┏━━

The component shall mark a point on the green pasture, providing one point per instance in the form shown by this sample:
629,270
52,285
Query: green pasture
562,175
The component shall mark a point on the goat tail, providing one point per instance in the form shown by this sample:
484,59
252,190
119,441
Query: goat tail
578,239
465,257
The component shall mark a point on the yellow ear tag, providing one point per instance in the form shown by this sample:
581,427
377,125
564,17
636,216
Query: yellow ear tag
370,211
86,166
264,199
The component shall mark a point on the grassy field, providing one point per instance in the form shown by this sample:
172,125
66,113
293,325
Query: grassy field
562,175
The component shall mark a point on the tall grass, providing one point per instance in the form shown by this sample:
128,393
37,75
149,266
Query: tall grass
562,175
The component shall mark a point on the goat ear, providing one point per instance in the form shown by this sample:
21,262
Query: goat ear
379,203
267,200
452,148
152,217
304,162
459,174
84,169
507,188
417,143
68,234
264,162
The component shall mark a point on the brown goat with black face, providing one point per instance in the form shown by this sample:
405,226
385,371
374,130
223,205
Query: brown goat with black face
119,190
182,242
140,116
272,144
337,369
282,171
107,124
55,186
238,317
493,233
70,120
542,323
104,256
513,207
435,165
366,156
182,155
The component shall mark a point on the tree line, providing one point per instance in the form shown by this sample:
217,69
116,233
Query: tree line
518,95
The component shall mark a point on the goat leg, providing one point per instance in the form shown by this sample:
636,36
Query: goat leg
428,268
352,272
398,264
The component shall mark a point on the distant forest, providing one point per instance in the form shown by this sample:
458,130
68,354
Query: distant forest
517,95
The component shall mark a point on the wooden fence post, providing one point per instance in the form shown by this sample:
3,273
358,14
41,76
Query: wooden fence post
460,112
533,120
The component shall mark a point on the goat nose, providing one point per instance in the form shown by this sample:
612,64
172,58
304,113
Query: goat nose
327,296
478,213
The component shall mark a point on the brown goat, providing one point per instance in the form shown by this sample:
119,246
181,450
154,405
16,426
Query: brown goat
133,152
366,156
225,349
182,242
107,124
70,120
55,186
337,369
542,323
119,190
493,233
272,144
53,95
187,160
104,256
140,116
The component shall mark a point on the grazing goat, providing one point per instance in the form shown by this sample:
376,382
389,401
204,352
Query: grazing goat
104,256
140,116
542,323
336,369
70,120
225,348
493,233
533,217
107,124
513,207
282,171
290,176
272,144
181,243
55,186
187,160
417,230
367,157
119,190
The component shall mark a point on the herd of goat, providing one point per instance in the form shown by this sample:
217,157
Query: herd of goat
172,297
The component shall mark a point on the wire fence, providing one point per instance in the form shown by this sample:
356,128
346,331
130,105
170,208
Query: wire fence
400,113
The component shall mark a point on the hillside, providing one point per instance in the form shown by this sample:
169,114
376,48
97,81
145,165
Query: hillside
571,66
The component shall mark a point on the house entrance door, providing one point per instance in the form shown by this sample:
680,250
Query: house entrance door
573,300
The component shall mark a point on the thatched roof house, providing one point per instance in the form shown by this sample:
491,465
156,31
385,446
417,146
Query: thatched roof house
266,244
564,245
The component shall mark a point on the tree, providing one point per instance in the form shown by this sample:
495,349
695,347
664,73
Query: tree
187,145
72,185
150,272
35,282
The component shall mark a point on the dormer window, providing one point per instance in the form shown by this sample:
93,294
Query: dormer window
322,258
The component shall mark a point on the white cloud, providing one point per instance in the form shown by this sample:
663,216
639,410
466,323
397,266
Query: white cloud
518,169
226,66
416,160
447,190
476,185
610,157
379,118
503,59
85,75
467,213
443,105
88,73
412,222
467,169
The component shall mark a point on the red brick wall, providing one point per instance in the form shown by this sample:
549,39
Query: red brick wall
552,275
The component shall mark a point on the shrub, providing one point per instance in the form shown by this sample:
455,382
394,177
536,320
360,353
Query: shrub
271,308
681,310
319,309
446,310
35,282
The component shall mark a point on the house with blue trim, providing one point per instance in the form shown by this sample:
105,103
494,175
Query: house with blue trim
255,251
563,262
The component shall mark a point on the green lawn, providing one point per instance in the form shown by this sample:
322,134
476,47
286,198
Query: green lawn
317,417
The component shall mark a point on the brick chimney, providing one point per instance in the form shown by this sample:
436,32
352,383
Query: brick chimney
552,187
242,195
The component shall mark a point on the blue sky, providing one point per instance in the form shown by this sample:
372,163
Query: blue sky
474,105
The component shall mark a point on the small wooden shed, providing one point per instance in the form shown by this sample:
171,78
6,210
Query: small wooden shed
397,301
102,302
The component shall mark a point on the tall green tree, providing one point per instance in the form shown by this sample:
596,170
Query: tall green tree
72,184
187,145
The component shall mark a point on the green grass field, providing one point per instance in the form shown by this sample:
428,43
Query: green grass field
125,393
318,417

┗━━

* [Work to do]:
Quote, without alteration, the final stretch of the entries: the line with "The component shall mark a point on the house with" onward to the last line.

* [Finished task]:
The component shall mark a point on the house with blue trim, providing one point per instance in the form shown by this sample:
105,103
494,175
Query: house with blue trim
255,251
563,262
The component shall mark a point on the green lawn, providing one point per instance in the form shown by this sample:
322,134
476,47
286,198
Query: green lawn
317,417
The component shall mark a point on the brick chimney, providing one point per instance in the form shown by this sample:
436,32
352,383
Query: brick chimney
552,187
242,195
The component shall mark a point on the blue sky, providing one point per instance in the form shown by this sample:
372,163
Query: blue sky
474,105
The component shall mark a point on the small wooden shed, providing one point per instance in the form shown by this sample:
171,78
6,210
Query: small wooden shed
397,301
102,302
The component shall mark a point on the tall green tree, providing one point per instance in the form shown by this sample:
596,170
Query: tall green tree
72,184
187,145
The component shall mark a point on the green grass field, providing one point per instance in the form shown by this sample:
428,43
Query: green grass field
125,393
318,417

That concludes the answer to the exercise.